**PASSAGE TO READ:**
------

Aaron Didn't Think He Was Making an Idol

Aaron wasn't trying to replace God. He was managing a restless crowd while Moses was on the mountain for forty days, and the people needed something tangible to anchor their faith. He obliged — collected their gold earrings, melted them down, shaped the result, and announced: "This is your god, O Israel, who brought you up from the land of Egypt" (Exodus 32:4). He didn't think he was committing apostasy. He thought he was solving a problem.

That's the thing about golden calves. They're always pitched as practical solutions. The Silicon Valley executives building large language models and talking openly about creating artificial general intelligence — systems that would surpass human cognition across every domain — are not describing themselves as idol-makers. They're describing themselves as problem-solvers. Brilliant people. Building something they genuinely believe will change everything.

That's the part that should concern us.

What the Tech Elite Is Actually Claiming

The promises attached to artificial general intelligence are explicitly theological in character, even when the people making them would never use that word. In a widely circulated 2024 essay, OpenAI CEO Sam Altman wrote that AGI "could compress decades of scientific progress into a few years," potentially solving cancer, mental illness, and economic poverty within a generation. Ray Kurzweil, Google's director of engineering, has predicted that AI will achieve human-level intelligence by 2029 and that humans will begin merging with AI systems by 2045 — achieving, in his framework, a kind of digital immortality.

Immortality. The cure for suffering. The acceleration of history beyond human comprehension.

These are not engineering benchmarks. These are eschatological claims. The people making them are describing a salvation narrative — one in which the savior is computational, the church is a data center, and the tithe is your attention, your data, your trust, and your consent.

I'm not saying the engineers are evil. I'm saying they don't know what they're building. And that's exactly what Aaron didn't know either.

Why Christians Cannot Stay on the Sidelines

Christians have a theology of technology, even if we rarely call it that. Human beings are image-bearers of God — uniquely created, not interchangeable with our tools. The Psalms mock idols: "They have mouths, but cannot speak; eyes, but cannot see" (Psalm 115:5). The danger of idol-making is not only theological error but a reshaping of the idol-maker. "Those who make them will be like them," the Psalmist continues, "and so will all who trust in them."

Outsourcing thought to a machine atrophies thought. Outsourcing writing atrophies writing. Outsourcing judgment atrophies judgment. When you habitually hand the hard work of cognition to a tool, the capacity for that cognition decays.

------

**EXTRACTED ENTRIES:**

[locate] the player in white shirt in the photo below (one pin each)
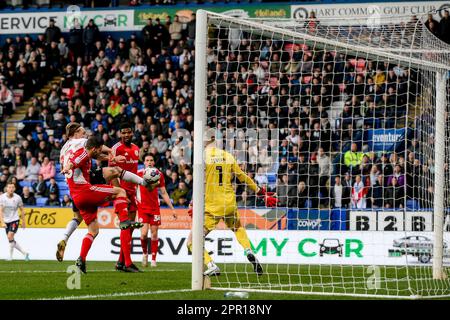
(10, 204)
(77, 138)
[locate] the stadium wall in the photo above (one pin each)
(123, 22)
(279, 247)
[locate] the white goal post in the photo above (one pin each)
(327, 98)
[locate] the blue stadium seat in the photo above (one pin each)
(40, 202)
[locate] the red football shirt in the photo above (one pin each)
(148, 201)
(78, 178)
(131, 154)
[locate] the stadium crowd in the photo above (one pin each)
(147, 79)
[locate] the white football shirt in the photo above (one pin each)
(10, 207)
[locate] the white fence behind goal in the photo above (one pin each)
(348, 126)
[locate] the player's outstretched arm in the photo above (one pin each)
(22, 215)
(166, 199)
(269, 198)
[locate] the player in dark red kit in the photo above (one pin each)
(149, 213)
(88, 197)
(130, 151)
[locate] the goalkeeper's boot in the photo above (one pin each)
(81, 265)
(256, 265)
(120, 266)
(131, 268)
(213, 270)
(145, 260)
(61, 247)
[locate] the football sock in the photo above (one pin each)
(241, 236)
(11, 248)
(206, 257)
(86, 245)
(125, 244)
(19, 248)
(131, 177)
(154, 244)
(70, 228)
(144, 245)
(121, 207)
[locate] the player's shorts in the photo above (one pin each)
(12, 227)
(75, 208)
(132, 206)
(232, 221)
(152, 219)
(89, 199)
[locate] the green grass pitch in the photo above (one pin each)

------

**PROMPT:** Reproduce verbatim the portion of the essay on Aaron and the golden calf between "The promises attached" and "beyond human comprehension.", inclusive.

**EXERCISE SOLUTION:**
The promises attached to artificial general intelligence are explicitly theological in character, even when the people making them would never use that word. In a widely circulated 2024 essay, OpenAI CEO Sam Altman wrote that AGI "could compress decades of scientific progress into a few years," potentially solving cancer, mental illness, and economic poverty within a generation. Ray Kurzweil, Google's director of engineering, has predicted that AI will achieve human-level intelligence by 2029 and that humans will begin merging with AI systems by 2045 — achieving, in his framework, a kind of digital immortality.

Immortality. The cure for suffering. The acceleration of history beyond human comprehension.